> [Rows from a pointing dataset]

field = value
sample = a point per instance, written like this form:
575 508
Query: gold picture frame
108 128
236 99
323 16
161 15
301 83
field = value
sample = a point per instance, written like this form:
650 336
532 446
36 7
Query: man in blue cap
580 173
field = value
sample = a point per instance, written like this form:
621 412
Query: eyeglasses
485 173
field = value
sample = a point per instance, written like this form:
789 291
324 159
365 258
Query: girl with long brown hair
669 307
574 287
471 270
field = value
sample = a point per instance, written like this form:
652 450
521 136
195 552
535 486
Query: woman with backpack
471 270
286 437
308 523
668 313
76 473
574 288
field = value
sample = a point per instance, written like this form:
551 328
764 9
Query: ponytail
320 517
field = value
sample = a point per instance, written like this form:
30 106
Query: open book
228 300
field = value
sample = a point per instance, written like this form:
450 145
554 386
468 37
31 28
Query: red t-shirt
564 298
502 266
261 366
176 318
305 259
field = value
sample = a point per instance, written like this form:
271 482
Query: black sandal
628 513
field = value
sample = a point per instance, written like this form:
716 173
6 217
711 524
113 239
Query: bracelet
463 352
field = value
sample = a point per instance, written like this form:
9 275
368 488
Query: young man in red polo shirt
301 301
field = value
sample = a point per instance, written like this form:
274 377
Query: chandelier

> [EXERCISE INSTRUCTIONS] Reproduce the data shown above exactly.

> [SOLUTION TO THE EXERCISE]
field = value
sample = a point per instance, written like this form:
575 508
Query: gold picture frame
108 128
236 99
323 16
161 15
301 83
field = value
sample = a point per instance, written like this form:
650 336
532 446
36 7
Query: man in blue cap
580 173
field = value
sample = a point per instance, written like this form:
621 412
Query: eyeglasses
485 173
field = value
sample = a point per instance, written like this form:
789 291
324 159
365 258
Query: girl with long brown hair
669 307
574 287
471 270
field = value
sample = a point per instance, written like this form:
652 450
521 136
195 552
535 486
Query: woman with backpack
471 270
286 437
308 523
668 313
76 473
574 288
field = value
sample = a point per instance, written like this form:
551 328
764 9
Query: ponytail
320 517
field = value
sample = a point per instance, written like this form:
30 106
Query: open book
228 300
field = value
sample = a point per instance, written like this form:
450 145
554 386
468 37
31 28
Query: red t-shirt
564 298
502 266
261 366
176 318
305 259
field = value
sample = a point per instance, written like this form:
271 482
Query: black sandal
628 513
field = value
sample = a point per instance, written like this form:
716 173
6 217
711 524
113 239
Query: bracelet
463 352
field = value
sample = a point per instance, written like this form:
9 275
368 488
Query: young man in red polo shirt
301 301
field = value
sample = a point per instance, written like this form:
274 377
Query: chandelier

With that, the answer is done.